### EXTRACT TO READ
Most people that write about debt and seniors want to provide accurate information. Sadly, many do not. Some articles on the internet do more harm than good. A good example is an April 4, 2022 article on the website Care.com, “Debt forgiveness for seniors: 5 strategies to consider.”
The article starts fine, laying out the reasons for seniors with debt. Then the article turns to “Debt forgiveness options for older adults.”
The first option discussed is “File for bankruptcy.” Immediately the author’s lack of knowledge or confusion is evidenced. Chapter 7 and chapter 11 are stated as the most common type of bankruptcy.
This was an error, as the second most common type of bankruptcy is chapter 13. There are probably at least a thousand or more chapter 13 bankruptcies filed for every chapter 11.
The discussion and explanation of bankruptcy continue to decline. Nowhere in this article is it ever pointed out the most essential fact seniors with debt problems need to know. Their income, Social Security, and virtually all pensions, disability, and VA benefits are protected by federal and state laws and can’t be garnished or taken from them. Because of this, they don’t need to pay the old debts they can’t afford. Because their income is safe, bankruptcy is unnecessary for the vast majority of lower-income seniors who have financial problems.
Option two suggests enrollment in a debt consolidation program. Sadly, many debt management and debt settlement companies don’t explain to seniors that their income is safe. It doesn’t need to be used to pay the debt they can’t afford.
Instead, even nonprofit debt management companies often enroll poor seniors in programs requiring monthly payments for an old debt.
Nonprofit debt management companies have prearranged agreements with credit card companies on whose behalf they collect to keep a certain percentage of the money they receive from seniors as a “donation.”
This conflict of interest is seldom disclosed to a senior with protected income who enrolls n their programs. Furthermore, seniors are not told that under a federal law called the Fair Debt Collection Practices Act, there is a means to stop unwanted contact with debt collectors.
The advice offered in option three is extremely harmful to many seniors. This option discusses reverse mortgages to pay old debt. A reverse mortgage for many seniors is a godsend. However, using the proceeds from a reverse mortgage to pay an old debt is rarely a good idea- especially for lower-income seniors. They need the equity from their home to supplement their meager retirement income. Remember, the seniors having financial problems are, by and large, lower-income seniors.

### RECORDED INFORMATION
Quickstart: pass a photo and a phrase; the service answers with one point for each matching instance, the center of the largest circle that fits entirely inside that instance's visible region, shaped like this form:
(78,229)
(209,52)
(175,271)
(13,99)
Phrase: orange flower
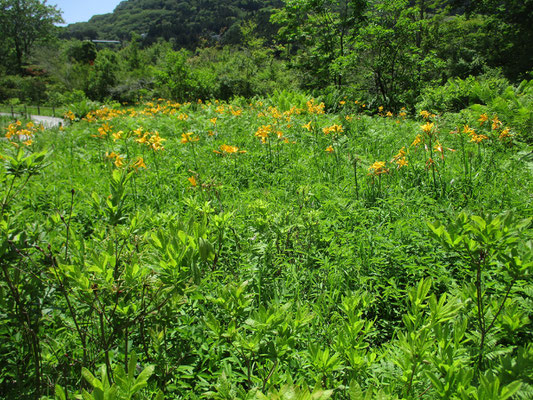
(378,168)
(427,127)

* * *

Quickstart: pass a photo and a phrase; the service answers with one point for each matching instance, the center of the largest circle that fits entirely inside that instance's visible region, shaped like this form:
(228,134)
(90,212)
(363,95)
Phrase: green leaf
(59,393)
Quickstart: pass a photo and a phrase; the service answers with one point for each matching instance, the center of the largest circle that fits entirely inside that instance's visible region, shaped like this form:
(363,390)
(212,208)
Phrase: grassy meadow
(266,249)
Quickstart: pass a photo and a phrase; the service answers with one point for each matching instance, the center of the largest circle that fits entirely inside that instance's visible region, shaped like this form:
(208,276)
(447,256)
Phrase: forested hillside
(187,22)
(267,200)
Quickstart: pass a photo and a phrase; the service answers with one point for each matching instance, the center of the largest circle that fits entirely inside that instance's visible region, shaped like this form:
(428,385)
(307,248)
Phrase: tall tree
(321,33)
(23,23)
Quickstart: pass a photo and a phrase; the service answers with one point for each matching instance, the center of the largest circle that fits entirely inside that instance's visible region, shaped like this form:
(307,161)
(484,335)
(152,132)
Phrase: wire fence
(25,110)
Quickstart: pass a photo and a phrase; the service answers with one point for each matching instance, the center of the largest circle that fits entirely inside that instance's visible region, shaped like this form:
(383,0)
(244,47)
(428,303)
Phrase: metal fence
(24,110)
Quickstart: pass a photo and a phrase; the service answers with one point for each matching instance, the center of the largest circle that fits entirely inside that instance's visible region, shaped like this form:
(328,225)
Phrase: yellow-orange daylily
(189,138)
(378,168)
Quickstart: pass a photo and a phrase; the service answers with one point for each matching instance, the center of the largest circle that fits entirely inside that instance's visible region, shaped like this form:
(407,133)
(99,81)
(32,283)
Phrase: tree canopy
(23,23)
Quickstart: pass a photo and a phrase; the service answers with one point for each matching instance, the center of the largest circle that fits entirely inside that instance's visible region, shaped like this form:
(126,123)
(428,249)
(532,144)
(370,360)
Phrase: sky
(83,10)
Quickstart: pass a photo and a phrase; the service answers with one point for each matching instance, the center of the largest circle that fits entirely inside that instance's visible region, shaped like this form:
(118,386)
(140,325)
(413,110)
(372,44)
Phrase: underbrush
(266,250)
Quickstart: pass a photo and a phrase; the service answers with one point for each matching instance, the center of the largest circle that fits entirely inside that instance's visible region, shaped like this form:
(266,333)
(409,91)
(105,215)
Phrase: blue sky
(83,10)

---

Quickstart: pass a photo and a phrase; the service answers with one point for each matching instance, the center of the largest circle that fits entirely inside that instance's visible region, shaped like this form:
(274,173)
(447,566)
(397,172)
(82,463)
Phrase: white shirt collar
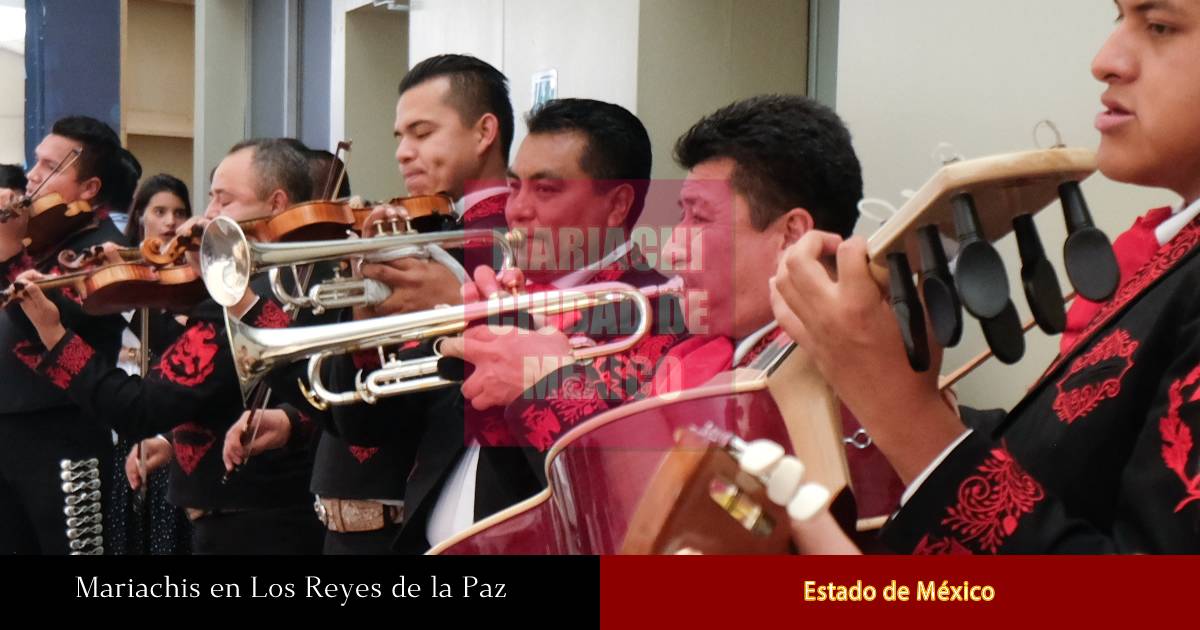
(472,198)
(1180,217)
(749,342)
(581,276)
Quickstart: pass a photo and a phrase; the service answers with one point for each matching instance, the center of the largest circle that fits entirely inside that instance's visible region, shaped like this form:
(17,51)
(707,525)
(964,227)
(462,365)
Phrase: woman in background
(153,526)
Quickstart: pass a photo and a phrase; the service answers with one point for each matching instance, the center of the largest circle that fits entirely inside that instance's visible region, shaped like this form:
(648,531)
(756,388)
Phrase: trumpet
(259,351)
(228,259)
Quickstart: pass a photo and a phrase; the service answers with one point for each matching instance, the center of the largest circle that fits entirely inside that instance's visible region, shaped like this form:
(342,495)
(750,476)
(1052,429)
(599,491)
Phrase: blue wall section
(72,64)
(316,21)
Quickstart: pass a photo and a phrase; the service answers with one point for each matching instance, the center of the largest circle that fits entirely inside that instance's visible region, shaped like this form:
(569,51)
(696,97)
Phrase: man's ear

### TASK STATEMENT
Decide whether each statement below agrees with the text above on debt advice for seniors. Answer yes or no for each and quote the deciding words of the text. (a) Chapter 13 is the second most common type of bankruptcy. (b) Paying an old debt with reverse mortgage proceeds is usually a good idea for lower-income seniors. (c) Nonprofit debt management companies usually tell seniors about their donation agreements with credit card companies.

### ANSWER TO THIS PROBLEM
(a) Yes: "the second most common type of bankruptcy is chapter 13."
(b) No: "using the proceeds from a reverse mortgage to pay an old debt is rarely a good idea- especially for lower-income seniors."
(c) No: "This conflict of interest is seldom disclosed to a senior with protected income"